━━ DATA TO USE
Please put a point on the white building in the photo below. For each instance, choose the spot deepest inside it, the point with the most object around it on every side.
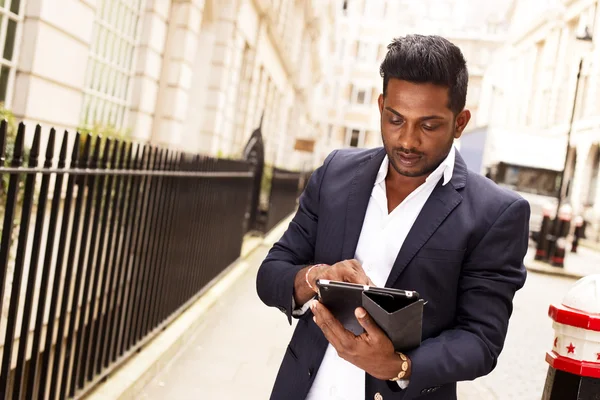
(192, 74)
(529, 95)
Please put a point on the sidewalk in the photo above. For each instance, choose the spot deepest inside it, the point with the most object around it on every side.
(238, 348)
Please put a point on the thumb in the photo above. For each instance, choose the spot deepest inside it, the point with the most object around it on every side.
(366, 321)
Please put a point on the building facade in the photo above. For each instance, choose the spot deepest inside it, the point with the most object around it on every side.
(191, 74)
(366, 27)
(533, 98)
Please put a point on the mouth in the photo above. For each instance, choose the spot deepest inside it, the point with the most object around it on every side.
(408, 160)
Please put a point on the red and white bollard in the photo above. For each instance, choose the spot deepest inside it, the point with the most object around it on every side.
(574, 372)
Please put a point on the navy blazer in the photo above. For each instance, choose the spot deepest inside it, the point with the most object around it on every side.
(464, 255)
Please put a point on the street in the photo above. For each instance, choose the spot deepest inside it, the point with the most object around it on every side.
(521, 369)
(237, 351)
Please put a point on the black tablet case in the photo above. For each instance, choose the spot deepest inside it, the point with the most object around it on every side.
(400, 318)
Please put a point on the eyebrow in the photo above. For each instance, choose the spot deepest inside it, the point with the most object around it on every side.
(425, 118)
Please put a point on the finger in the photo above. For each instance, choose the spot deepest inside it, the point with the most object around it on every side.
(333, 330)
(370, 326)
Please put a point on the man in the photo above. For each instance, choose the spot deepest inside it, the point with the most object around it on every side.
(409, 216)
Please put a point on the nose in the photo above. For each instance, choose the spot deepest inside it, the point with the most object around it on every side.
(409, 136)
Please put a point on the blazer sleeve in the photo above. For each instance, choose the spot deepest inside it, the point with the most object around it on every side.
(295, 250)
(490, 277)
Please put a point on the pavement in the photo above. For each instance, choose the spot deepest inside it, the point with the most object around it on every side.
(237, 349)
(577, 265)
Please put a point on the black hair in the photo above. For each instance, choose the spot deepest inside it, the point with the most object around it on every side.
(428, 59)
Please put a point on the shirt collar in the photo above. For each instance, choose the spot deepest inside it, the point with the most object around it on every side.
(445, 169)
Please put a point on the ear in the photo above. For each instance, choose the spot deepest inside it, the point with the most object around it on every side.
(462, 120)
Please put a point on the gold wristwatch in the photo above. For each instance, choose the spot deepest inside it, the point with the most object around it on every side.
(404, 368)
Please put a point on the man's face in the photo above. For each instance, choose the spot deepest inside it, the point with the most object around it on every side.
(417, 126)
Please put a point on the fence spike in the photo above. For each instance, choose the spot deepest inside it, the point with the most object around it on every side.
(122, 155)
(3, 130)
(50, 147)
(107, 149)
(127, 164)
(96, 156)
(86, 152)
(18, 150)
(62, 157)
(35, 147)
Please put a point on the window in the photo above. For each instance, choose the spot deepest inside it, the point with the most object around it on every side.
(11, 16)
(354, 137)
(360, 98)
(111, 63)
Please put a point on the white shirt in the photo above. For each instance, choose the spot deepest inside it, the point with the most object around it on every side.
(380, 240)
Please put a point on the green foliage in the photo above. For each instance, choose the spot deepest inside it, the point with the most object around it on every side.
(265, 186)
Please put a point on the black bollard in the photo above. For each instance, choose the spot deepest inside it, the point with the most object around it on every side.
(578, 234)
(558, 248)
(541, 252)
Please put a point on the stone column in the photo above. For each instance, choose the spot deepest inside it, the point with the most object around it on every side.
(176, 76)
(52, 63)
(149, 55)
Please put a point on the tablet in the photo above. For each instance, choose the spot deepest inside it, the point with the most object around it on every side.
(342, 299)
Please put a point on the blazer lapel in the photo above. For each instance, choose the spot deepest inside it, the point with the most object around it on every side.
(440, 204)
(358, 200)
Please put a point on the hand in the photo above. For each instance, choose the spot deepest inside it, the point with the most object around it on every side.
(344, 271)
(372, 351)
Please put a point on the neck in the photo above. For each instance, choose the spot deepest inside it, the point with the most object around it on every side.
(397, 182)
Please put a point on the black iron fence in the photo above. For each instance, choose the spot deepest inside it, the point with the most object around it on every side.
(101, 247)
(285, 188)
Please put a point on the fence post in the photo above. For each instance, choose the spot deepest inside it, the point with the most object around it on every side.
(254, 153)
(578, 234)
(574, 371)
(542, 242)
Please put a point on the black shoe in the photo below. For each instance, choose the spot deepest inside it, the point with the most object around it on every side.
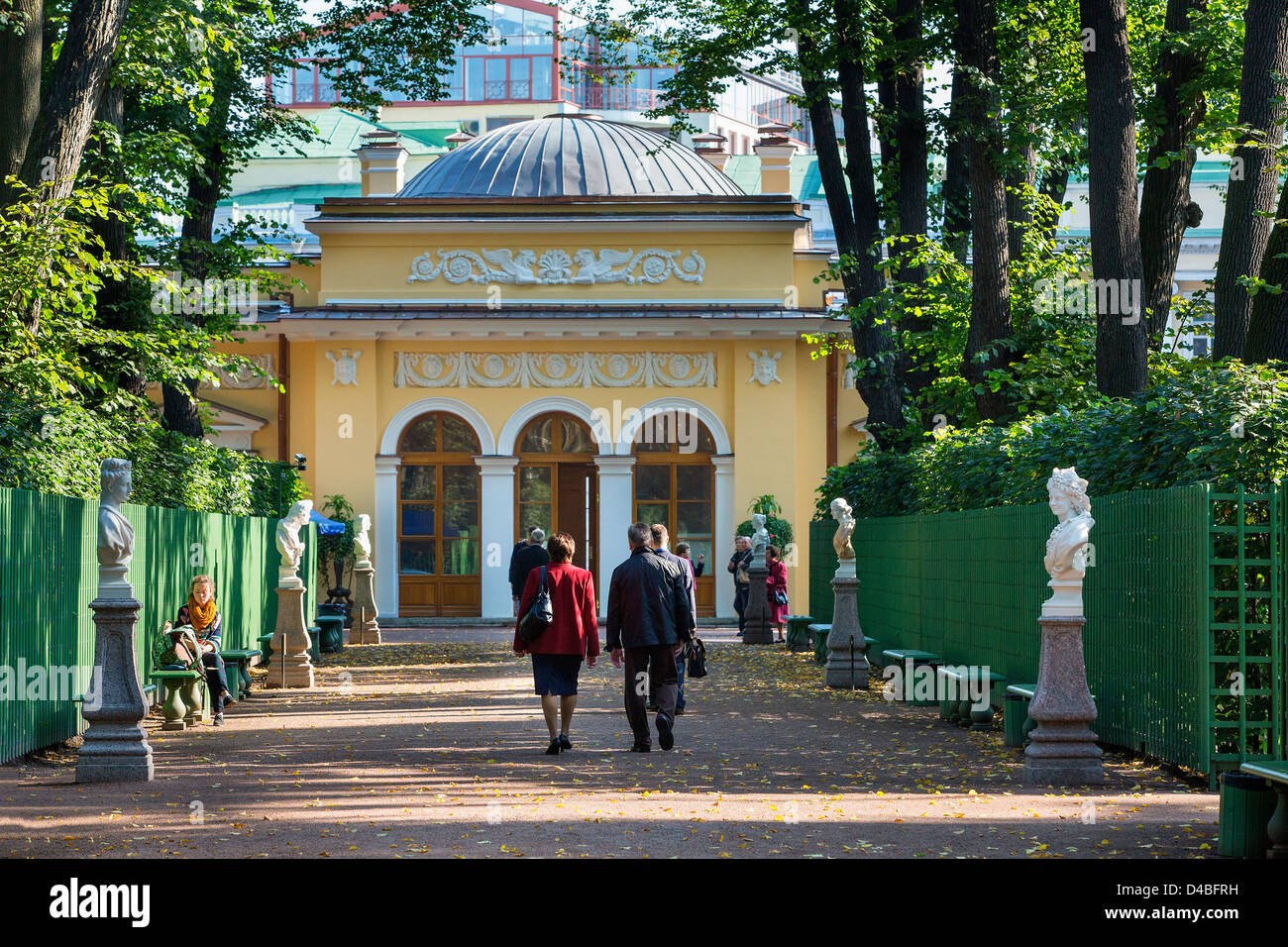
(665, 738)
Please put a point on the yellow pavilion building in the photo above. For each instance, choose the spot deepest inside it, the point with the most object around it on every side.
(566, 322)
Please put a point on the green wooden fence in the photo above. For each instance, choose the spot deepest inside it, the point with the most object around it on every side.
(50, 575)
(1185, 634)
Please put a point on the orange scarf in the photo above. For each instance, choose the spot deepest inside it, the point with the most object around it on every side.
(201, 616)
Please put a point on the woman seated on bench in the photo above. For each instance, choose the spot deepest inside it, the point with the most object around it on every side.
(204, 616)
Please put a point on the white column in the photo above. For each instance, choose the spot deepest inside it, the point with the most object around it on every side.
(616, 513)
(385, 526)
(721, 547)
(496, 527)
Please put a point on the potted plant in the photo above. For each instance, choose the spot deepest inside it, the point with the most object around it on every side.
(780, 530)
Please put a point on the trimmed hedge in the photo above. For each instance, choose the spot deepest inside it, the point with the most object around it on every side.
(1201, 423)
(58, 450)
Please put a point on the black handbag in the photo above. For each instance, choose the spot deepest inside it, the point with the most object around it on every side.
(696, 657)
(537, 618)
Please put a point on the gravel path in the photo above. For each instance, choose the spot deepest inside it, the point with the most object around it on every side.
(432, 745)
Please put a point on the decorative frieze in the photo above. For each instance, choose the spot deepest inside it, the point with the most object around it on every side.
(558, 266)
(555, 369)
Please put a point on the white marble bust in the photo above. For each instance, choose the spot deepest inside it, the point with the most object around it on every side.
(290, 544)
(362, 541)
(844, 528)
(759, 536)
(115, 534)
(1067, 547)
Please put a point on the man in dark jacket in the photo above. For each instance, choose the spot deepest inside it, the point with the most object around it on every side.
(741, 560)
(649, 618)
(524, 558)
(661, 540)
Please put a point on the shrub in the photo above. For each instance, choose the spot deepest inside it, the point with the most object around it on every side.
(1199, 423)
(58, 450)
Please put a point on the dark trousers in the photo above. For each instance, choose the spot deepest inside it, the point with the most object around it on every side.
(649, 671)
(739, 604)
(217, 680)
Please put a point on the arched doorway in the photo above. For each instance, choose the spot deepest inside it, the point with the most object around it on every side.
(674, 484)
(557, 482)
(438, 518)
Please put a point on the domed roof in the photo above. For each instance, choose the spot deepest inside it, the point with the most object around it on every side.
(562, 157)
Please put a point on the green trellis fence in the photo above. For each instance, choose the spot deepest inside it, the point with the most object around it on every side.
(1185, 637)
(50, 575)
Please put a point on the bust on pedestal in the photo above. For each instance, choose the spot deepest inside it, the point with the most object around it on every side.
(290, 664)
(846, 652)
(758, 629)
(115, 748)
(365, 630)
(1063, 750)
━━━━
- [AIM OF THE TASK]:
Give the lines of the data as a numbered list with blank lines left out, starting at the line that has "Please put a point on the green wooden" and ending after the line that has "(1185, 634)".

- [EXERCISE OUTPUT]:
1. Please put a point on the green wooden fence in the photo above. For each instance, choose the spot deepest inside it, the point with the most object around it on every side.
2. (50, 575)
3. (1185, 634)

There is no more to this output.